In the Halloween engagement thread below, list every member whose post Dazzer quotes in a reply.

SOURCE DOCUMENT:
____
# Halloween Party with a Surprise Engagement thrown in!



## vbpony1 (Aug 17, 2009)

Congratulations! Great set up and story.


----------



## silent_cries_go_unheard (Sep 2, 2004)

Congratulations to you both may you be truly blessed in your life together


----------



## MsMeeple (Aug 21, 2004)

Nicely done and congrats! When's the wedding? next halloween?


----------



## selz (Oct 19, 2007)

Congratulations!


----------



## Dazzer (Mar 21, 2007)

Thanks for the nice comments everyone! We are looking at October 2012 as close to Halloween as we can get. Jo has been dragged into my Halloween world and is really taken with a wedding in either a Large Tudor Manor House (Loads near us) or an Old English Castle. She loves Orange & would love to have a burnt Orange theme (Perfect halloween colour ) & in the evening she is warming to my idea of having a Haunted Ball - setting would be perfect


----------



## selz (Oct 19, 2007)

I will be insanely envious of you  I always wanted a halloween wedding! (We got married in our motorcycle clubs festival in front of about 1000 people, which was awesome, and it all fitted us very well, but I had planned a halloween wedding from a silly young age!)

When you get close to the date I may have to request a correspondance address so I can send you a card


----------



## blackfog (Oct 9, 2008)

Awww congrats to the both of you and just love the way you proposed!!!


----------



## Dazzer (Mar 21, 2007)

selz said:


> When you get close to the date I may have to request a correspondance address so I can send you a card


Thats so nice of you!  Thanks again


----------



## Dazzer (Mar 21, 2007)

blackfog said:


> Awww congrats to the both of you and just love the way you proposed!!!


Cheers blackfog - I thought long and hard of an unusual way to do it!


----------



## JustJ (Oct 4, 2010)

Awwww that's so romantic! Congrats to you and yours


----------



## printersdevil (Sep 7, 2009)

that is so awesome. Did someone capture this in photos?


----------



## Dazzer (Mar 21, 2007)

printersdevil said:


> that is so awesome. Did someone capture this in photos?


At the mo its not looking good  The majority of those who had cameras were at the back of the masses and couldnt get to the front in time. Im still to speak to a few so fingers crossed  If I find a pic Ill post it


----------



## propmistress (Oct 22, 2009)

Congrats.... very sweet (and a little bit creepy... lol)


----------



## ghostluva (Jun 14, 2009)

Congratulations!!!!


----------



## judgejools44 (Oct 6, 2010)

Congrats to you both....the Wedding idea sounds great!?
____
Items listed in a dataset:
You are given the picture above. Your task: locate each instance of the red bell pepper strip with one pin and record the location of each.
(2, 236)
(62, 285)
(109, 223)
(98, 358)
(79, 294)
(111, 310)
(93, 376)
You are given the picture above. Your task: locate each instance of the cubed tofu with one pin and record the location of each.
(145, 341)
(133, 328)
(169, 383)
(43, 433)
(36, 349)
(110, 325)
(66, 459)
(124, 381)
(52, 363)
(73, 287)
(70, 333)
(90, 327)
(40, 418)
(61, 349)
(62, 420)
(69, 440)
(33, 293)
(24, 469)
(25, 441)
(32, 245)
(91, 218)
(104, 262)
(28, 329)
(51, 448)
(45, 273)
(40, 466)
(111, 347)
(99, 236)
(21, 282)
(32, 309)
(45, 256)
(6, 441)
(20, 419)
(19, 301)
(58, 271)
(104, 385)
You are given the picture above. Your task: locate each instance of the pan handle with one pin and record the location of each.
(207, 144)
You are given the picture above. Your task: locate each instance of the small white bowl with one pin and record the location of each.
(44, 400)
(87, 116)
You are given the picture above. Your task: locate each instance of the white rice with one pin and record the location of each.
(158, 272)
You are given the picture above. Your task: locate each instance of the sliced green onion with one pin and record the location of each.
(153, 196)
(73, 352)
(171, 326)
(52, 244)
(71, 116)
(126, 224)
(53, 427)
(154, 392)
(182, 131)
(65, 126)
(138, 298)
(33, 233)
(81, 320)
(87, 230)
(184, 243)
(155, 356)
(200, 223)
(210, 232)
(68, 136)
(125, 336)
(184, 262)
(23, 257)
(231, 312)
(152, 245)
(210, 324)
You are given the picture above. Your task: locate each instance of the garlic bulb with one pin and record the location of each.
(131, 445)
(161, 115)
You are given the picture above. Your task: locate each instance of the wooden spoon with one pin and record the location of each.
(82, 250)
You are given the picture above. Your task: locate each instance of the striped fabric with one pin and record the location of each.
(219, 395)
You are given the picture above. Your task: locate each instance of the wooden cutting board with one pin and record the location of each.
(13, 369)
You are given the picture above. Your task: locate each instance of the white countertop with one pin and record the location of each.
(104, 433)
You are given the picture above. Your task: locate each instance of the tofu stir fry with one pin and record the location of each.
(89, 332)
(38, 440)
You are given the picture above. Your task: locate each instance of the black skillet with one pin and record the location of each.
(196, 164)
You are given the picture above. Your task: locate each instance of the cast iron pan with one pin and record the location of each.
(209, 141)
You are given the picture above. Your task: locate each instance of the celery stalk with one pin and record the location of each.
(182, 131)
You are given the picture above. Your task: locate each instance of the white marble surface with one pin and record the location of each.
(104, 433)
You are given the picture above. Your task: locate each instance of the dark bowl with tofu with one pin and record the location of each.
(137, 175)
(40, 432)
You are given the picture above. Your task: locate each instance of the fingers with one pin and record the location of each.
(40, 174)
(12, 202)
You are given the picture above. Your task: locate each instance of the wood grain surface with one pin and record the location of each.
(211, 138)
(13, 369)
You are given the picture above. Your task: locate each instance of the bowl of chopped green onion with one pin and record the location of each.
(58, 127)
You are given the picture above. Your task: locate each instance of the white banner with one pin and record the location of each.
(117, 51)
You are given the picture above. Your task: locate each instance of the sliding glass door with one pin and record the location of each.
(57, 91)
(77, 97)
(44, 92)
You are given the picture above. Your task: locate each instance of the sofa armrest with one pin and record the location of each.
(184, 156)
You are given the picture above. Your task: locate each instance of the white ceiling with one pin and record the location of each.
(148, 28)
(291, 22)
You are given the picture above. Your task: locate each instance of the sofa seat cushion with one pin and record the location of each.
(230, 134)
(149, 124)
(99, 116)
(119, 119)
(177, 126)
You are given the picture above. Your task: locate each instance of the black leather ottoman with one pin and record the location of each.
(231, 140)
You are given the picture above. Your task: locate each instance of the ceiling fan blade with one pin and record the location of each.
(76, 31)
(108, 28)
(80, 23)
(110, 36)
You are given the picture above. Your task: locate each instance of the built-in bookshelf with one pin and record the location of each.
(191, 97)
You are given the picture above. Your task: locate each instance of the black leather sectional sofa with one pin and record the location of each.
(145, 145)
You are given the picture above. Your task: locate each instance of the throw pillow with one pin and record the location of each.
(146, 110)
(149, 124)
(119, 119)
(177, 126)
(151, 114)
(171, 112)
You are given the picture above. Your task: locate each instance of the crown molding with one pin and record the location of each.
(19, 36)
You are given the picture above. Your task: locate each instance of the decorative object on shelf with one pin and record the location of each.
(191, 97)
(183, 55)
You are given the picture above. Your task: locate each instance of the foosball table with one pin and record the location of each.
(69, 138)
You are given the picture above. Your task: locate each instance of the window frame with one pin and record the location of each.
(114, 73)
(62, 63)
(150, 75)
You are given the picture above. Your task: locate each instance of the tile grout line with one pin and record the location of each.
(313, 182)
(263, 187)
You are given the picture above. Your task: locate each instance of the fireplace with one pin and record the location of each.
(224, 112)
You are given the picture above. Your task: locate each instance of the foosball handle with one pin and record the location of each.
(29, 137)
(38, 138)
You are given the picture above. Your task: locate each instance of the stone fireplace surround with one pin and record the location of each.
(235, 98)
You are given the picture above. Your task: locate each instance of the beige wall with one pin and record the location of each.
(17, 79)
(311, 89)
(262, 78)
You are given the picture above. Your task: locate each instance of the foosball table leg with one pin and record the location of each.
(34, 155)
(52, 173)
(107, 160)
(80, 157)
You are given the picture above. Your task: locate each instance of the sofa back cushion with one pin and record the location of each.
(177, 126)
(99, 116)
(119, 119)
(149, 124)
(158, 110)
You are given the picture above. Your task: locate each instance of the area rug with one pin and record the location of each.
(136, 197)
____
WRITTEN ANSWER:
- selz
- blackfog
- printersdevil